▸ **Exercícios a fazer**
**1.** Reproduza do texto sobre a Amazônia tudo o que vai de "A educação é" até "e o feijão.".
**2.** Indique se cada afirmação abaixo está de acordo com o texto sobre a Amazônia, respondendo sim ou não e citando as palavras do texto que decidem.
(a) Os hospitais ficam a dias e até semanas de viagem pelos rios.
(b) As crianças podem continuar os estudos depois da quarta série.
(c) O arroz é apontado como alimento indispensável na vida do ribeirinho.
**3.** Responda, por favor, às perguntas abaixo com base no texto sobre a Amazônia.
(a) Quem escreveu que a Amazônia não estava preparada para receber o homem?
(b) De onde são retirados os medicamentos para tratar as enfermidades?
(c) O que as crianças de todas as idades dividem nas poucas escolas existentes?

Euclides da Cunha escreveu no início do século passado que a Amazônia não estava preparada para receber o homem e o homem não estava preparado para a Amazônia. A frase é uma referência ao conflito travado entre essa natureza selvagem que dificilmente o ser humano conseguiria sair como vitorioso. Caso ousasse enfrentá-la, o homem teria que encarar as mais difíceis adversidades, como o calor, insetos, animais ferozes e a dificuldade de acesso aos serviços mais básicos e alimentos.
Passado um século, o homem continua a viver no meio da selva e pouca coisa mudou quanto à sua sobrevivência. É na floresta que retiram os medicamentos necessários a tratar qualquer enfermidade. Os hospitais estão a dias e até semanas de viagem pelos rios. Os serviços de atendimento médico pelos barcos das prefeituras ficam meses sem visitar as famílias.

A educação é precária. Nas poucas escolas existentes, crianças de todas as idades dividem a mesma sala de aula e o mesmo professor. Precisam andar horas e mais horas dentro de uma floresta perigosa para aprender um pouco sobre o mundo afora. Quando terminam a quarta série, precisam parar os estudos. A alimentação é a mais natural possível. Nos terreiros de suas casas cultivam a mandioca (alimento indispensável na vida do ribeirinho), a banana, o arroz e o feijão.

Descrições de regiões em linguagem natural:
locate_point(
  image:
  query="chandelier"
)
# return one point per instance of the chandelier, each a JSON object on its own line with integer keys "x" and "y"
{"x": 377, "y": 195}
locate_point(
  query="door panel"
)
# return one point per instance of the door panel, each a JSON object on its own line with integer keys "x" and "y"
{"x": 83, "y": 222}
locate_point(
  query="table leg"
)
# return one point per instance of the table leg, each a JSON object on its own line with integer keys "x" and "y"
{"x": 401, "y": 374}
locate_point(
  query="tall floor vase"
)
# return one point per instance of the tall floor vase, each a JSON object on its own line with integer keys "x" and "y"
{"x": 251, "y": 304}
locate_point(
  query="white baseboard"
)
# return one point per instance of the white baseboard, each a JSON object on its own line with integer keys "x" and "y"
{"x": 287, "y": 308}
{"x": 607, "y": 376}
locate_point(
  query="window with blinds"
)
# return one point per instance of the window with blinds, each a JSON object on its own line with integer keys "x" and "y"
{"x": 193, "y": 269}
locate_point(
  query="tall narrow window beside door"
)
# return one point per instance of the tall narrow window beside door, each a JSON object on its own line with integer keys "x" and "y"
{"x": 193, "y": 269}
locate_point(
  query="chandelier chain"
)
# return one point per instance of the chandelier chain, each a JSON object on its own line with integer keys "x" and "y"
* * *
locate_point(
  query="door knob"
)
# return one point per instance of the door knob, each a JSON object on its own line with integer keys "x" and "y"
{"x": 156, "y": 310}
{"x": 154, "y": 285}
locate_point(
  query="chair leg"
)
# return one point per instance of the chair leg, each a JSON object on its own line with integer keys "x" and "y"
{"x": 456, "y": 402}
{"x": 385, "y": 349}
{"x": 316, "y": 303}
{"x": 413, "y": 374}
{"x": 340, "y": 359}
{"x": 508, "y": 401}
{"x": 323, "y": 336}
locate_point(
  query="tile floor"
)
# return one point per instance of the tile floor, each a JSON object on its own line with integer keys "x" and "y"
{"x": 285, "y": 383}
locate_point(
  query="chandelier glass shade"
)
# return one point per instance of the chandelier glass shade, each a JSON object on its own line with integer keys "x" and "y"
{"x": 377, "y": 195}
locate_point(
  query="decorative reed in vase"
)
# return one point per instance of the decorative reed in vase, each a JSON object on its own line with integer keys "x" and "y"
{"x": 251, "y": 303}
---
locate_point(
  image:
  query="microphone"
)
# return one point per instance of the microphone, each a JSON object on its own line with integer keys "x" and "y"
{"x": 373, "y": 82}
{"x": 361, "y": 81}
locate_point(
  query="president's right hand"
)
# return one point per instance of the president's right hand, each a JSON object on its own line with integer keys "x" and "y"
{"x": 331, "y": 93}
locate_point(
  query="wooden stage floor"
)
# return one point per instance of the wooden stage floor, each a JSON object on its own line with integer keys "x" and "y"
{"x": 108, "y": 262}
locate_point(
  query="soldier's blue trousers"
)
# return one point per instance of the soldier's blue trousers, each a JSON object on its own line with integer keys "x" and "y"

▸ **Respostas por item**
**1.**
A educação é precária. Nas poucas escolas existentes, crianças de todas as idades dividem a mesma sala de aula e o mesmo professor. Precisam andar horas e mais horas dentro de uma floresta perigosa para aprender um pouco sobre o mundo afora. Quando terminam a quarta série, precisam parar os estudos. A alimentação é a mais natural possível. Nos terreiros de suas casas cultivam a mandioca (alimento indispensável na vida do ribeirinho), a banana, o arroz e o feijão.

**2.**
(a) Sim: "Os hospitais estão a dias e até semanas de viagem pelos rios."
(b) Não: "Quando terminam a quarta série, precisam parar os estudos."
(c) Não: "cultivam a mandioca (alimento indispensável na vida do ribeirinho)"

**3.**
(a) Euclides da Cunha.
(b) Da floresta.
(c) A mesma sala de aula e o mesmo professor.